YOUR OBJECTIVE: State how many lines of the items below contain the string "mouth", with case counting. Reply with the number alone.

(Excerpts from point annotation data)
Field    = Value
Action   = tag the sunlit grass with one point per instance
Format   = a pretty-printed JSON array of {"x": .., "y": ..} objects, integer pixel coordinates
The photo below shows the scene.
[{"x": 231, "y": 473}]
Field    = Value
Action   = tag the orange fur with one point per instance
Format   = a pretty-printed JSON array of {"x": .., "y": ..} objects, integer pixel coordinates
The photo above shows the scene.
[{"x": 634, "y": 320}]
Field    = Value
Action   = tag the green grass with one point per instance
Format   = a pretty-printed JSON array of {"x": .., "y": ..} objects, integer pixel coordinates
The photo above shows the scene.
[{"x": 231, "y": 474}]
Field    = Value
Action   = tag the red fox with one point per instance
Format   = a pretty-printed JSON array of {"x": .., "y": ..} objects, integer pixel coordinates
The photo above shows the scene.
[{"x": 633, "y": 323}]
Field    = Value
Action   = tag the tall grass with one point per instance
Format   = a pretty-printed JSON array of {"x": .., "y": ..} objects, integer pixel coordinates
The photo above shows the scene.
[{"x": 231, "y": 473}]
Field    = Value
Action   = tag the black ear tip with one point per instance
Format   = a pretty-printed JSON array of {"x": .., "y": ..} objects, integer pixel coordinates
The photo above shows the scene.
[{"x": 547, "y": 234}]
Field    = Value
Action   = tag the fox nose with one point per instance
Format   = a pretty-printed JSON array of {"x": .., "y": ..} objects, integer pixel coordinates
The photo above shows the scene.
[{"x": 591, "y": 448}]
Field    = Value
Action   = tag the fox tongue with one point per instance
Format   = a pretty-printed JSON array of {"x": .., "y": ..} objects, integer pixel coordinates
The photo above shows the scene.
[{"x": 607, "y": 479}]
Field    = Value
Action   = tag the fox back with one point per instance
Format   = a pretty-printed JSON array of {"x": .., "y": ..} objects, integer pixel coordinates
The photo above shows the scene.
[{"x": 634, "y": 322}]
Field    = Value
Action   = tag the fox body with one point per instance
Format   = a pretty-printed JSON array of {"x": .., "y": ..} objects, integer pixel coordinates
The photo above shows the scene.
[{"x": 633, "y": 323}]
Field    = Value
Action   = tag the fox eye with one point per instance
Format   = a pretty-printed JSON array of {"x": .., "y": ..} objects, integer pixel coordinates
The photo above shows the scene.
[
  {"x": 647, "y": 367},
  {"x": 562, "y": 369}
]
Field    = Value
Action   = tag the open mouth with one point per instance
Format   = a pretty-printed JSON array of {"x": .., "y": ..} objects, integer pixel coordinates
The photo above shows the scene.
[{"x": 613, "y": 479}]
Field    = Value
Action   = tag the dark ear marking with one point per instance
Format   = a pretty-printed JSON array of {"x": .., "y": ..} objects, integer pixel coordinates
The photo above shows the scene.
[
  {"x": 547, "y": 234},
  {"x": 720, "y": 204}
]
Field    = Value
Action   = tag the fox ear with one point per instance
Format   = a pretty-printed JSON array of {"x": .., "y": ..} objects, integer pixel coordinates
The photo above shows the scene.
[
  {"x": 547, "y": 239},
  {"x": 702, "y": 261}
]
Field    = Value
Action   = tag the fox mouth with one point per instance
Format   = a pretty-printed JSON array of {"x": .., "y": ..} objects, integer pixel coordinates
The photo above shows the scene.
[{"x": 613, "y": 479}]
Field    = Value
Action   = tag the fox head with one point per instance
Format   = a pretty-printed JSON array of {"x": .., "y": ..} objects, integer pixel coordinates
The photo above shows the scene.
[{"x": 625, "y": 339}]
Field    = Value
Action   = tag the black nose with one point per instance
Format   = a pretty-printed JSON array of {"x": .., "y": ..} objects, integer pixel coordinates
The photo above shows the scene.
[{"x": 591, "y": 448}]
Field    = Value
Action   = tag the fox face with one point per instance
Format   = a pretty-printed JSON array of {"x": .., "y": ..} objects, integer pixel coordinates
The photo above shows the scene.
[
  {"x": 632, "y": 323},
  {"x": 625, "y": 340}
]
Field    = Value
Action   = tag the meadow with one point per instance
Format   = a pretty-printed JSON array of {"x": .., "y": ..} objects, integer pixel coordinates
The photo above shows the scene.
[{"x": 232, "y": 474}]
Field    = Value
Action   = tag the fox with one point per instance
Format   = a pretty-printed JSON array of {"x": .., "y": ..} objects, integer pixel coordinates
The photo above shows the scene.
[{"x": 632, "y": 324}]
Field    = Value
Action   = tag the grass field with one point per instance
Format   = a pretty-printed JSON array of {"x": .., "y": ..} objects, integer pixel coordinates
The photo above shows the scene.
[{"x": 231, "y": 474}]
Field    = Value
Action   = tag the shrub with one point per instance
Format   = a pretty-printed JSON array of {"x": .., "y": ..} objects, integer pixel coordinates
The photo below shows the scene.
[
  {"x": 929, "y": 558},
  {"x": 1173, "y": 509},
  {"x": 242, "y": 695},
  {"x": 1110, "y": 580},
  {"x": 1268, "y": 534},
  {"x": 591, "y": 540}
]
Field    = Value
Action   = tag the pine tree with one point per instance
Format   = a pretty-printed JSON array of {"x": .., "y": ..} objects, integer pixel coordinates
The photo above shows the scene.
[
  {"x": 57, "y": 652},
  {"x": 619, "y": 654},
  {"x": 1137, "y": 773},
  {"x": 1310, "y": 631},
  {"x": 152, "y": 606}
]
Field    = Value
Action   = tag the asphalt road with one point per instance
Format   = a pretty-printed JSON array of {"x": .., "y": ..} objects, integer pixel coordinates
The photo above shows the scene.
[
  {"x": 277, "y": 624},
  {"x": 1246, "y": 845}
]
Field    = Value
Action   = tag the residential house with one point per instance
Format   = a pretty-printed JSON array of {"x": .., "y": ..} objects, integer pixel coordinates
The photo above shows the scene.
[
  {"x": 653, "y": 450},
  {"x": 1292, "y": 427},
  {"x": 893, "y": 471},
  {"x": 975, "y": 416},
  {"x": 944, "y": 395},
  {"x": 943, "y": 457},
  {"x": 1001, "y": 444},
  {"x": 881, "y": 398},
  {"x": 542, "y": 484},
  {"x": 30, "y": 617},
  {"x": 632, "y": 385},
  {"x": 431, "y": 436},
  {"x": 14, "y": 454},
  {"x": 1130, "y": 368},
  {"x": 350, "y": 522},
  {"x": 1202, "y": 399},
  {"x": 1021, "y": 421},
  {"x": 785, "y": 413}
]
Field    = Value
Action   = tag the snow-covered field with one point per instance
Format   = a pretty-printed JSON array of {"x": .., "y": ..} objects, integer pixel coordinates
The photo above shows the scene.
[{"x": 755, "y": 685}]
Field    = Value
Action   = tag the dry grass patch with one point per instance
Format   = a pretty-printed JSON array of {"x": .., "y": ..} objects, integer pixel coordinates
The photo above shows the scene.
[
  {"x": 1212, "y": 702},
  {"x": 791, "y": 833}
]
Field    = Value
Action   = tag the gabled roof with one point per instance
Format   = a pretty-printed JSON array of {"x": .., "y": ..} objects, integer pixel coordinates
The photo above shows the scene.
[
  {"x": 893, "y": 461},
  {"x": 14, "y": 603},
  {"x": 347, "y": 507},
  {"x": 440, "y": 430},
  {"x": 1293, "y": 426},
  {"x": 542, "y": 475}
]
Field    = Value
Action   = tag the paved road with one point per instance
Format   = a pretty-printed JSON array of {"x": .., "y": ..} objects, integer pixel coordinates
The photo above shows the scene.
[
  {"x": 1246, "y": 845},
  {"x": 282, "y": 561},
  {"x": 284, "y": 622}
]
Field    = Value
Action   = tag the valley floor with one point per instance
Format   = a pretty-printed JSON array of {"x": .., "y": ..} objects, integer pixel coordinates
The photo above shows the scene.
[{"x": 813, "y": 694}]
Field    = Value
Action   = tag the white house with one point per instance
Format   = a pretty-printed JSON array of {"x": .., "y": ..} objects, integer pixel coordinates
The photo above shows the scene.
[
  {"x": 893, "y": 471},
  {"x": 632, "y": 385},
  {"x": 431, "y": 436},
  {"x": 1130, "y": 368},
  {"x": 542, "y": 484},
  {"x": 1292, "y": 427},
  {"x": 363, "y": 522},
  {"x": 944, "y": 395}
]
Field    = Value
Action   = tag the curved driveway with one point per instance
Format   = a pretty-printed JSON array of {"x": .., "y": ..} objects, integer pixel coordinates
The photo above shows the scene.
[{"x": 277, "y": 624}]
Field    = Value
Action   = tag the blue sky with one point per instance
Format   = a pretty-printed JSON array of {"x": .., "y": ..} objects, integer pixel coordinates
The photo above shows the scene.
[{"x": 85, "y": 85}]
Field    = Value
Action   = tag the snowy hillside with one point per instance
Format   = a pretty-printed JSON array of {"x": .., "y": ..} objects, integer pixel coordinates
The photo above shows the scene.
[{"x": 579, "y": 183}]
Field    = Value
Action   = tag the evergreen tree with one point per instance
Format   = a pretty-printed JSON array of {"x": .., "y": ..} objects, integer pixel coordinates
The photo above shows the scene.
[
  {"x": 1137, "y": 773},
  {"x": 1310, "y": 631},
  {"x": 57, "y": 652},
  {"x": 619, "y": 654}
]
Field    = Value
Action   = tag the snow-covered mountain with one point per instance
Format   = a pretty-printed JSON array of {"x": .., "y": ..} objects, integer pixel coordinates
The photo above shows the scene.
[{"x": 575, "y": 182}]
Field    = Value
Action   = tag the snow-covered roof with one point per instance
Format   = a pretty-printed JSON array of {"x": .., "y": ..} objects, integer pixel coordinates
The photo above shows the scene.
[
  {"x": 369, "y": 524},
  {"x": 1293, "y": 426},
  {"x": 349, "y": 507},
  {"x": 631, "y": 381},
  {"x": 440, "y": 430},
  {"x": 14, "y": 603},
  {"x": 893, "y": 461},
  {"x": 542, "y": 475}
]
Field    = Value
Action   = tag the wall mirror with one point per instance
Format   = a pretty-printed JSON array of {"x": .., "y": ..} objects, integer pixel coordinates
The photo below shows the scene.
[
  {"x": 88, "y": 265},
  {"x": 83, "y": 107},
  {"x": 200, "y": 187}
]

WRITTEN SOLUTION: 2